§ WORK INSTRUCTIONS:
(a) In the post about earning your troops' respect, how many consecutive tours in Vietnam did Staff Sergeant Ballog serve?
(b) Write a continuation of the post about earning your troops' respect, starting after its final sentence.

Your troops don't have to love you, nor like you, but they damned well need to respect you. That respect HAS to be earned. I was lucky enough during the start of my career to have folks above me who were Vietnam Vets. That staff sergeant named Ballog? He was 82nd, served five consecutive tours in Vietnam. Short guy, not all that muscular. But he could take you apart. "Tough as nails" comes to mind. But by the end of that basic training tour, we all had a huge amount of respect for the man and probably would have followed him thru hell. That this impression this man made on us, over 40 years ago, still remains shows what an IMPACT that man had. One thing about him, he never held a grudge..though I imagine he still remembers that porta potti thing...lol

But just remember that MY old school days are long gone, as is the country I served. There are no more "Code Reds". No more discipline from your peers with the green wool sock and a bar of ivory soap. There is a huge difference between humiliation and discipline. I always tried to keep discipline off the books as much as possible. NOT just because of the amount of documentation and time.

The folks whose careers I saved WANTED the help. Like I said, most of the folks who worked for me were on their way out. But I will tell you that not a one of them didn't have a place to go to for holiday dinners either. Some I had to force out. MOUNTAINS of paperwork. I had a reputation as a total prick. But those who worked for me ALL said I was completely the opposite of my reputation. I didn't just train, I TAUGHT. I stood up to anyone who tried to mess with them. I wound up losing decorations for myself over this..when I wouldn't mark someone down because other people had zero documentation of any offense. I rated them on how they worked for ME. I had a base commander try to intervene in a performance report once. He literally ORDERED me to change my rating. I refused. "Sir, that's why you have a NON CONCUR block. Feel free to use it". And watched my own report get literally cut in half. So be it.

§ DATA SECTION:
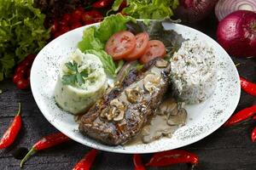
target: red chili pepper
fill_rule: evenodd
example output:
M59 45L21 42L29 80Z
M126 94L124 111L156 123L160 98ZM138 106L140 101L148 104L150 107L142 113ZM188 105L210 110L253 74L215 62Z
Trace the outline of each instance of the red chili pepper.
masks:
M236 123L245 121L252 117L256 113L256 105L251 107L247 107L235 115L233 115L224 124L224 127L229 127Z
M96 8L104 8L108 7L113 3L113 0L99 0L92 4L92 7Z
M89 170L97 155L97 150L92 149L83 159L81 159L73 168L73 170Z
M256 83L251 82L240 76L241 88L248 94L256 96Z
M177 163L191 163L196 165L198 162L199 159L195 154L185 150L173 150L154 154L146 166L166 167Z
M134 170L146 170L142 157L138 154L133 155Z
M38 150L51 148L59 144L62 144L64 142L67 142L70 140L71 139L67 136L66 136L65 134L63 134L61 133L52 133L52 134L44 137L43 139L41 139L39 141L38 141L32 146L32 148L29 150L29 152L27 152L27 154L25 156L25 157L21 160L20 164L20 167L22 167L25 162L29 158L29 156L32 154L33 154Z
M252 142L256 141L256 128L253 128L253 130L251 133L251 140L252 140Z
M20 103L19 103L18 114L15 116L12 124L2 137L0 141L0 150L3 148L7 148L10 144L12 144L15 140L22 124L20 112L21 112L21 105Z

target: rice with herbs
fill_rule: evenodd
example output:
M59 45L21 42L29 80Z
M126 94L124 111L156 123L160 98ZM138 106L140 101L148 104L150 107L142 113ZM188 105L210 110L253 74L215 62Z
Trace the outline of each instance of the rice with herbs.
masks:
M212 94L217 82L216 57L206 42L183 42L171 59L171 65L172 88L180 100L195 104Z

§ EXPECTED OUTPUTS:
(a) Five.

(b)
I was never so happy than when one of my "Kids" got promoted past me. I had several do the Mustang thing and I was always the one who got that coin for a first salute. I gave them credit for their ideas and if those ideas backfired I took the blame, not them. Never ONCE did I take credit for something I didn't originate and even then, my "kids" got the credit if it worked. Even if it WAS my idea. I think the most rewarding thing for a real leader is watching his troops succeed. It was for me at least. I could have cared less for awards & Decs for myself. For my troops yes, for me? Couldn't care less. I never had a ME wall and never will. No shadow box for retirement, not even a retirement certificate. I simply served my country and never asked nor needed recognition for it. But that was back then. Now you folks have a far harder row to hoe.

To this day I run into folks in the commissary who come up and thank me for what I did for them. Half the time I have no clue who they are..but for some reason they remember me. I'm not perfect never was nor wanted to be a saint. Just remember that "Every Saint has a past, and every sinner has a future". As NCO's, we're in the business of raising Saints, in many ways. While helping those entrusted to us to redeem their sins. While I never agreed with the "whole person concept" and never will, after traveling the world and seeing both wonderful humanity and the evil humanity visits upon itself, I can state that certain parts of that philosophy aren't a bad thing. Americans are HORRIBLY provincial. The folks who have gone out and seen the world (which is most servicemen in this day and age of wearing 2 or more hats), the more aware of the world you become. Less ignorant of other cultures and ideas. When I was in, they were actively LOOKING for innovators, and my own performance reports prove that I made a difference.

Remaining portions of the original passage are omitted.